Work instruction: Beneath this line are the data; copy exactly the part of them that opens with the line containing "Target: hillside slope" and closes with the line containing "Could you kindly tag the orange foliage", and only that part.

Extracted material:
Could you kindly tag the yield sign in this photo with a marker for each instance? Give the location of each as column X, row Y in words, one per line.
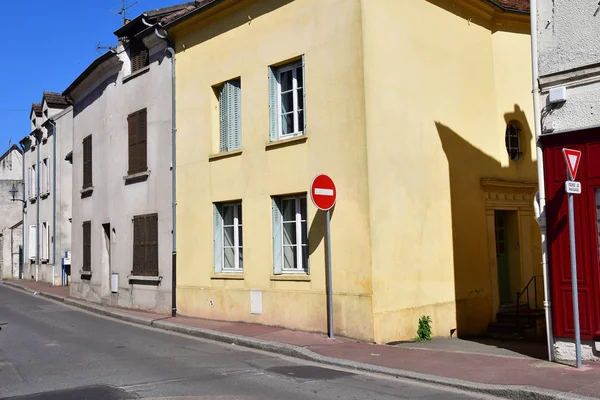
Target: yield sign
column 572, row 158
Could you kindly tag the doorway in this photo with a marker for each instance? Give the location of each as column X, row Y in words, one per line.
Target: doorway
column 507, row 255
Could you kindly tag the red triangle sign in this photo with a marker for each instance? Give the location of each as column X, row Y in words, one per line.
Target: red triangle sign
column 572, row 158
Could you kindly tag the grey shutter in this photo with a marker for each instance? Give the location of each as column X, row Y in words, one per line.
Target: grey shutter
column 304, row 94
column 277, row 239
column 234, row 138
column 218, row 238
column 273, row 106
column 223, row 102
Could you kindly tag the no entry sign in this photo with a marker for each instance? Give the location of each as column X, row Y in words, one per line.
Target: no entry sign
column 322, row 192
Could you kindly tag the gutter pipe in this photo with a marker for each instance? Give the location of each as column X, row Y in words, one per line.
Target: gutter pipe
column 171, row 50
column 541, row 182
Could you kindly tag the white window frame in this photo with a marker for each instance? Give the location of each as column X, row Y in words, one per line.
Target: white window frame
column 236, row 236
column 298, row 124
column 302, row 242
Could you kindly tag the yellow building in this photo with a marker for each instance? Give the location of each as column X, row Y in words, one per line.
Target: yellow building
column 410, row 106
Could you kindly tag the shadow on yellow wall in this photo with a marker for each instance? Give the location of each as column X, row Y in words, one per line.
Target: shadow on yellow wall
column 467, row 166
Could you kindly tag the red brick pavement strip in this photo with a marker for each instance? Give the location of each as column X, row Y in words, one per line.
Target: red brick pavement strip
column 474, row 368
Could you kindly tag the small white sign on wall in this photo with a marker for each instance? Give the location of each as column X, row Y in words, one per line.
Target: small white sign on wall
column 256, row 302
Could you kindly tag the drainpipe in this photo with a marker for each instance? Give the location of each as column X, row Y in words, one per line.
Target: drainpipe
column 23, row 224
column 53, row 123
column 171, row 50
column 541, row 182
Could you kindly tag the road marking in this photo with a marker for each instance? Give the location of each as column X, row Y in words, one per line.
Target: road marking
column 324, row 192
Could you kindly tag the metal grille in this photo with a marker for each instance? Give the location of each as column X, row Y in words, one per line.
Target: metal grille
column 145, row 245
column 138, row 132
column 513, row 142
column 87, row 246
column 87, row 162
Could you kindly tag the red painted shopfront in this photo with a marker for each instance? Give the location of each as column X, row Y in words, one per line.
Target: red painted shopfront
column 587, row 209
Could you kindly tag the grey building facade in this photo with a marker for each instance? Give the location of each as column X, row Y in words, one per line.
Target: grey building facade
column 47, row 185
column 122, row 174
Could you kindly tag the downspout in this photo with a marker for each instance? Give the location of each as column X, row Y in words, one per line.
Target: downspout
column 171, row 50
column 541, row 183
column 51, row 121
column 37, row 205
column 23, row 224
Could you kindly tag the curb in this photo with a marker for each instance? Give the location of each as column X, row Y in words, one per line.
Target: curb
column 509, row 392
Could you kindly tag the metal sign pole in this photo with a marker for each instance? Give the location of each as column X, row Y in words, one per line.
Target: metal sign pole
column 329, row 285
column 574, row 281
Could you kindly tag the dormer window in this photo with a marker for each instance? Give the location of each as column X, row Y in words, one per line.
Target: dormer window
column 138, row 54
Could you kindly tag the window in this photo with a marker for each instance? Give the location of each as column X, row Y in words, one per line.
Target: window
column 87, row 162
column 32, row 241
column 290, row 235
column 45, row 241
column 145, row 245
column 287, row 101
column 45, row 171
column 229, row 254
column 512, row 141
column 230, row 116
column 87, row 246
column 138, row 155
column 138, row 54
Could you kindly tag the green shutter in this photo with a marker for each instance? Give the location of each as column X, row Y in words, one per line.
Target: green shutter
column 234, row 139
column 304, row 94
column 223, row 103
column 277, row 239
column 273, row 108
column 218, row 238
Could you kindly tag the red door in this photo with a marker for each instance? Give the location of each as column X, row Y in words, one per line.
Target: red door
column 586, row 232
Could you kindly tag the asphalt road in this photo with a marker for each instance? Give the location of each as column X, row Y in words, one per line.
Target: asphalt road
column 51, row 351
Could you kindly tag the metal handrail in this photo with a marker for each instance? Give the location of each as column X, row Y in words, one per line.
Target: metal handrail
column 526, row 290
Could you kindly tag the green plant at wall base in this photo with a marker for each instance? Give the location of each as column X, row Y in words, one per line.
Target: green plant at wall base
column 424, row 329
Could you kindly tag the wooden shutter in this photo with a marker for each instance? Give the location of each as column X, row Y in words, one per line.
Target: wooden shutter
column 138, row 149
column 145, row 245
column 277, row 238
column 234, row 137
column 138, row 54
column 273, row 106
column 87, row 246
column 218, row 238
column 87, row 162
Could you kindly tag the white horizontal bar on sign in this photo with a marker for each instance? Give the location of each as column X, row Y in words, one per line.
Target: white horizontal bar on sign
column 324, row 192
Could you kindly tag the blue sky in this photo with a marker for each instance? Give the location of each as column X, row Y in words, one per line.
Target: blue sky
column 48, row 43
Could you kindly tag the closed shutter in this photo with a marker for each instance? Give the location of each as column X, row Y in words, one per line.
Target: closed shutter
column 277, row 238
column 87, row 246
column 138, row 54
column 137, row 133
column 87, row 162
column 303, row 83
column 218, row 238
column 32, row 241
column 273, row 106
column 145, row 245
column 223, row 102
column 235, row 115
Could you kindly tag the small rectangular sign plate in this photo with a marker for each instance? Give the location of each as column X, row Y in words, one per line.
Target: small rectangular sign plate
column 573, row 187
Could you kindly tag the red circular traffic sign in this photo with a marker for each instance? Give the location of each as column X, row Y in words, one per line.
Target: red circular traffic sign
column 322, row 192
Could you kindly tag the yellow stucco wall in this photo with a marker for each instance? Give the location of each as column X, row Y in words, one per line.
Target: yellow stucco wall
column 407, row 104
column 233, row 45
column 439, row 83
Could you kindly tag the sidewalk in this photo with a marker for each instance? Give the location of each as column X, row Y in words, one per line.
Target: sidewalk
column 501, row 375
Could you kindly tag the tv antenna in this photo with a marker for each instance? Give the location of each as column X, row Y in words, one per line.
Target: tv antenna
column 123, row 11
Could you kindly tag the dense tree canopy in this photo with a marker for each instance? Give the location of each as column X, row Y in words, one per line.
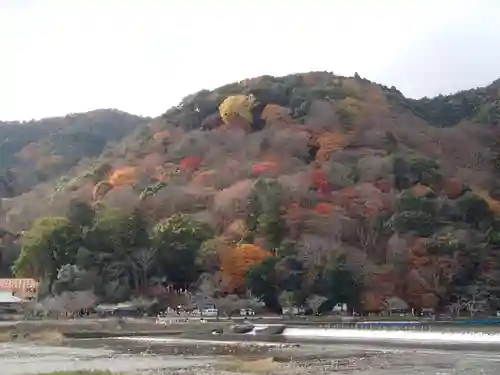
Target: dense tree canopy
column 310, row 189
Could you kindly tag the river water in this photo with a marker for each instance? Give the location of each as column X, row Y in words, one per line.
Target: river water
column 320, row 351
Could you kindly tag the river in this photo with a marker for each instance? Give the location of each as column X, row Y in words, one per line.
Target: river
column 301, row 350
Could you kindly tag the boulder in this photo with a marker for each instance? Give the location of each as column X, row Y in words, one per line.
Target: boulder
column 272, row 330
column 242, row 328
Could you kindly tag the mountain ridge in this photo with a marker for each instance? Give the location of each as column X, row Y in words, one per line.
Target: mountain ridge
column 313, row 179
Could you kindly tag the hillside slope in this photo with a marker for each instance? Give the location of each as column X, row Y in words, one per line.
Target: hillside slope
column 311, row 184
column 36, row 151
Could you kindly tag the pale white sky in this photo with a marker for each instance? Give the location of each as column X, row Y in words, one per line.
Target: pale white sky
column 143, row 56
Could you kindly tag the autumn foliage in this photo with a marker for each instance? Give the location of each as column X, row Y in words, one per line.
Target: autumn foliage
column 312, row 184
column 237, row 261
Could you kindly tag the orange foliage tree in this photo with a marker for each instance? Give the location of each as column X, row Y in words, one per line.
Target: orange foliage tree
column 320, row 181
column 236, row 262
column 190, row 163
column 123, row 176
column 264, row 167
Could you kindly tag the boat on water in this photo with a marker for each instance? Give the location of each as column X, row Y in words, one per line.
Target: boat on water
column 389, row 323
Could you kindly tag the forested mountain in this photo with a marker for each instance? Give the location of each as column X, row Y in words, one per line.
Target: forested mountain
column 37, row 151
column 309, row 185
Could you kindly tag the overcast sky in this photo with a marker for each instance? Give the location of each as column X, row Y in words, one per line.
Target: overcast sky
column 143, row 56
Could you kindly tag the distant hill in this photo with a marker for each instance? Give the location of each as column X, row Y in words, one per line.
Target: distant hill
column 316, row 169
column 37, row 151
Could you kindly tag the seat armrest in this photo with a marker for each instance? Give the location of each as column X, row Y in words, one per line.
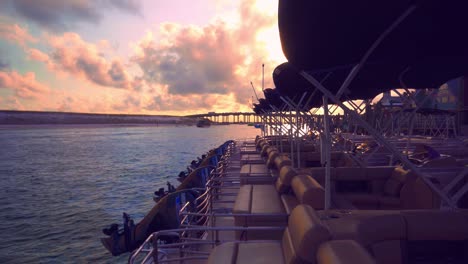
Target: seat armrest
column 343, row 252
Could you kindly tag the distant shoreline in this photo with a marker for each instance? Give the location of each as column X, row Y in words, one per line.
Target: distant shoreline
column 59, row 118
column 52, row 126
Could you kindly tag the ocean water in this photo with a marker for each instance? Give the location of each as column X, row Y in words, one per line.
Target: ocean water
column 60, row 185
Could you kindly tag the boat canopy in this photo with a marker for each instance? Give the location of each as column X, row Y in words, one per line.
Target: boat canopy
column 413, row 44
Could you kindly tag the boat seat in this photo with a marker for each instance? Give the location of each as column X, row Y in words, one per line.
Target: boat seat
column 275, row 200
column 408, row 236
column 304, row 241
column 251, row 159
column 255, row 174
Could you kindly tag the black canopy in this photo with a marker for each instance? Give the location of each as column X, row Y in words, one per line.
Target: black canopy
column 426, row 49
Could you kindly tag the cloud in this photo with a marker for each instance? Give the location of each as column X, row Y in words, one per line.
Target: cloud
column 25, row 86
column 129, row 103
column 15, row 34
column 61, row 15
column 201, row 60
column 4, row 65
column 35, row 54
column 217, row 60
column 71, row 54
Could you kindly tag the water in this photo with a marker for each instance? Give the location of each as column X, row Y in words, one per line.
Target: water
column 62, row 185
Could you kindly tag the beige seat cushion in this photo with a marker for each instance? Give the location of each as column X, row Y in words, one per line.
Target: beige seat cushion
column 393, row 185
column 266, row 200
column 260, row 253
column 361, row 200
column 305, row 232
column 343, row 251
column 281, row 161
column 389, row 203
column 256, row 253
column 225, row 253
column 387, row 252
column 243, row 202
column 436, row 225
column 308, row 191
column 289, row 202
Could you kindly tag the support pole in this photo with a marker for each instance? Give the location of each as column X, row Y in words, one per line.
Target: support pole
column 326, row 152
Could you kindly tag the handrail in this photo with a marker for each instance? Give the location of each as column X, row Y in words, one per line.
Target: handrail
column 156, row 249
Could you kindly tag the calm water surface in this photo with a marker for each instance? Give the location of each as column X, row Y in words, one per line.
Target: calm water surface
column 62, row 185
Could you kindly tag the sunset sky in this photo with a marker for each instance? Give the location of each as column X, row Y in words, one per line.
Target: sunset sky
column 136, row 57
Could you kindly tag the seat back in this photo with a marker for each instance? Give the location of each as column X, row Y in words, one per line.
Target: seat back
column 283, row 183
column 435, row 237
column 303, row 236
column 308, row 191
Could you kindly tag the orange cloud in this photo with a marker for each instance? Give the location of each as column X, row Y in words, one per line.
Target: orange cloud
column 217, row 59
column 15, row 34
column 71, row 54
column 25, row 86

Written solution:
Target: hillside slope
column 311, row 184
column 36, row 151
Could you kindly tag the pale white sky in this photo with a marker for each instance? Give the location of each as column X, row Y in words, one per line.
Target: pale white sky
column 143, row 56
Could you kindly tag the autumn foliage in this photo with a marker for each instance? Give the location of each as column X, row Y in words, one per line.
Target: autumn foliage
column 312, row 184
column 237, row 261
Could you kindly tag the orange foliage tree in this photo with a marker for each instance? Give the location of each as column X, row Y in words, one per line.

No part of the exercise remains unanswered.